[Referring expression pointing data]
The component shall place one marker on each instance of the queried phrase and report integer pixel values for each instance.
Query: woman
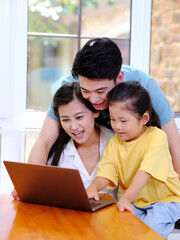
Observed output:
(81, 140)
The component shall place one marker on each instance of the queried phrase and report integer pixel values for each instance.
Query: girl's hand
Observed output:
(14, 194)
(124, 204)
(92, 193)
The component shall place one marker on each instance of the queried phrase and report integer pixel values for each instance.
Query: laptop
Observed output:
(52, 186)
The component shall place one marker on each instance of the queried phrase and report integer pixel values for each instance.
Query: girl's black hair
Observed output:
(64, 95)
(137, 100)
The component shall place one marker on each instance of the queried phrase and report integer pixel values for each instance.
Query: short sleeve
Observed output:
(107, 166)
(160, 102)
(50, 111)
(157, 158)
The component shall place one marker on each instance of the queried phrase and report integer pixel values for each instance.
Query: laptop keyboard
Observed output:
(95, 203)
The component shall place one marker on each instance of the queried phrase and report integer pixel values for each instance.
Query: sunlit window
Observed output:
(58, 29)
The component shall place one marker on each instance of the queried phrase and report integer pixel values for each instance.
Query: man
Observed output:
(97, 66)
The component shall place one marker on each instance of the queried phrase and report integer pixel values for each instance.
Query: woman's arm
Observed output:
(47, 137)
(174, 143)
(138, 182)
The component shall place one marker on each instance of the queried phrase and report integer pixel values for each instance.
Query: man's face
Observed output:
(96, 91)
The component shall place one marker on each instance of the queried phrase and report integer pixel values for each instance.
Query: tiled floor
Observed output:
(175, 235)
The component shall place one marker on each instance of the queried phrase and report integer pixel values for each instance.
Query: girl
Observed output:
(81, 141)
(138, 158)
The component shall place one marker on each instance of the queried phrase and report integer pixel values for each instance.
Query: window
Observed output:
(58, 29)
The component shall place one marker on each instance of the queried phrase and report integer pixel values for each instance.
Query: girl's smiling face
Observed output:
(127, 124)
(77, 121)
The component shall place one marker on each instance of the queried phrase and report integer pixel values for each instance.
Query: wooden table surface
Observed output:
(25, 221)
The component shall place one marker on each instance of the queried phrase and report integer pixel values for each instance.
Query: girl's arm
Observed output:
(96, 186)
(138, 182)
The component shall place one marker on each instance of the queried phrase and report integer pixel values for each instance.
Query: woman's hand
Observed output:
(92, 193)
(124, 204)
(15, 195)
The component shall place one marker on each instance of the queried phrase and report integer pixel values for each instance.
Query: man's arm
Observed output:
(174, 143)
(47, 137)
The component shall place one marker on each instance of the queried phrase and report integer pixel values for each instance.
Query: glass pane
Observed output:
(49, 59)
(110, 18)
(53, 16)
(165, 49)
(29, 142)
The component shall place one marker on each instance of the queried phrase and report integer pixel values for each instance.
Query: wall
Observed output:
(165, 48)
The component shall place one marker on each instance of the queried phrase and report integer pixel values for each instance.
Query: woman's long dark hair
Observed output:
(137, 100)
(64, 95)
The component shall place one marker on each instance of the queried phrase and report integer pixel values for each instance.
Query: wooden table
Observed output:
(25, 221)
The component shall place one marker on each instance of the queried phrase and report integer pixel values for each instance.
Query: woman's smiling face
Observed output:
(77, 121)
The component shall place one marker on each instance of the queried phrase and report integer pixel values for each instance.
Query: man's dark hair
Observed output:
(100, 58)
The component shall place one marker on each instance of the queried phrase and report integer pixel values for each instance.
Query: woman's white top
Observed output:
(71, 159)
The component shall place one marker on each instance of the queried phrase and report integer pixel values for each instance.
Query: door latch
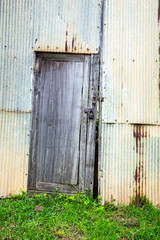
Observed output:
(90, 112)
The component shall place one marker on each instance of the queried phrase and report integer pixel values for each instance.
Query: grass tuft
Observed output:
(76, 217)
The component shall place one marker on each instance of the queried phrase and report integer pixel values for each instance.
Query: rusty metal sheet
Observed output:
(130, 163)
(131, 87)
(14, 152)
(28, 26)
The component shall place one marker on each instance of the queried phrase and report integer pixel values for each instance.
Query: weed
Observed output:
(76, 217)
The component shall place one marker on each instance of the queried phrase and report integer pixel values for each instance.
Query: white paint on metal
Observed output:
(131, 62)
(130, 163)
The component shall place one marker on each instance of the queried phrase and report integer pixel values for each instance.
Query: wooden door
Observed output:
(63, 135)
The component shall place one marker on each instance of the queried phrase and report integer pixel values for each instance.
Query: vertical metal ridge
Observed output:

*Directions for this task*.
Give back all the data exactly, minus pictures.

*Solution to this problem*.
The component shall place one marker on each instance of the queried phrase and report integer pixel values for each instance.
Query: woman
Observed output:
(81, 140)
The component shall place one marker on each instance of the queried phrase and report integer pixel values for each instance.
Query: girl's hand
Observed output:
(14, 194)
(124, 204)
(92, 193)
The component shall place one marker on each instance of the queried phrase and report integer pixel values for each instance.
Query: laptop
Observed output:
(52, 186)
The component shall place one marker on each instance of the queried phrase and report integer pixel values for each instance.
Query: girl's black hair
Observed output:
(64, 95)
(137, 100)
The component shall place one marker on each instance of the queried phrase and report integer pixel values for each instance.
Query: short sleeve
Observed output:
(107, 166)
(160, 102)
(50, 111)
(157, 158)
The component shall place one marker on each instance of the queried phrase and report integer pixel values for each instance.
Query: laptop keyboard
Observed output:
(95, 203)
The component shall place one marker on each instance of the queried phrase and report integer pixel values for each instance.
Query: sunlit window
Observed output:
(58, 29)
The component shall place one marker on each instance of the queried phrase and report integer pixel values for each instance.
Query: man
Observed output:
(97, 66)
The component shall place one marker on each instance of the queried phrase and report integer pixel values for each instance.
Query: woman's arm
Observed output:
(47, 137)
(174, 143)
(138, 182)
The component shall place one marker on each instance of the queried phrase and report integer pixel values for each instance.
Query: man's face
Observed output:
(96, 91)
The component shall place one marker on each instance of the queried phrase and report integer pixel values for each instance.
Query: tiled floor
Observed output:
(175, 235)
The component shall place one marker on each instance of the queried phrase and report integer pixel values for each instance.
Query: girl
Observed output:
(81, 141)
(138, 158)
The component shall place one marker on each instance of the queried phrase and report integer pixel values for each instance.
Query: window
Observed output:
(58, 29)
The component shall place one marker on each instance of the queried phrase and report integer pixel values for each instance.
Query: girl's smiling face
Observed output:
(127, 124)
(77, 121)
The component shall place one marker on each instance of the queried phrase and report integer pixel values for each instance.
Query: wooden table surface
Observed output:
(25, 221)
The component shall place one marker on each instance of the queried phrase and report integer pixel values for each instance.
Query: girl's arm
Observed output:
(96, 186)
(138, 182)
The component shall place one marker on each instance of the queried phrase and report integer pixel values for each instance.
Query: woman's hand
Observed output:
(92, 193)
(124, 204)
(15, 195)
The component shall place one marker on each instance of the queried phrase and report integer pixel values for each instance.
Query: man's arm
Observed output:
(174, 143)
(47, 137)
The component shall place one marker on each instance of the queried phrase and report integer pixel values for each instance.
Query: glass pane
Observed output:
(49, 59)
(110, 18)
(53, 16)
(165, 49)
(29, 142)
The component shall place one marker on each instance of the queried phrase and report integer pixel values for each instance.
Query: wall
Observed output:
(165, 48)
The component shall place one marker on each instance of the queried phrase and report integer pixel values for each instance.
Query: woman's long dark hair
Observed output:
(137, 100)
(64, 95)
The component shall place one marker on each instance of the queried phrase and report integer pixel values for each instance.
Query: wooden table
Observed output:
(25, 221)
The component shall place one marker on each instance of the queried phrase and report integer pixel values for each instance.
Query: woman's smiling face
Observed output:
(77, 121)
The component shall place one marker on each instance of the queried phrase and report integer pixel values for each instance.
Query: man's dark hair
Observed output:
(100, 58)
The component shall place one marker on each instance of the queried phrase and report integer pixel values for each instance.
Query: woman's white top
Observed output:
(71, 159)
The component shall place one marker on each instance of the queried phrase and report integer pixel values for each instance.
Query: door latch
Observed output:
(90, 112)
The component shall place one marker on each instance of the queried phrase and report integer pixel values for each instance.
Query: grass tuft
Observed output:
(76, 217)
The component shall place one marker on each instance of the queried phrase and report integer pixel values for each instance.
Query: rusty metal sheet
Observed output:
(130, 163)
(131, 87)
(14, 152)
(28, 26)
The component shall place one marker on each instance of the queried phrase and report integer pixel values for each instance.
Query: weed
Observed output:
(76, 217)
The component shall place one marker on each instance of the queried phrase and report integer pixel values for each instance.
Query: white paint on metal
Observed output:
(131, 62)
(130, 163)
The component shall place one marker on each instance of the queried phrase and report integer pixel values for each instance.
Query: wooden door
Observed output:
(63, 135)
The component shall place one marker on each instance of the queried phrase and report integer pixel values for each instance.
Query: vertical metal ridge
Observed output:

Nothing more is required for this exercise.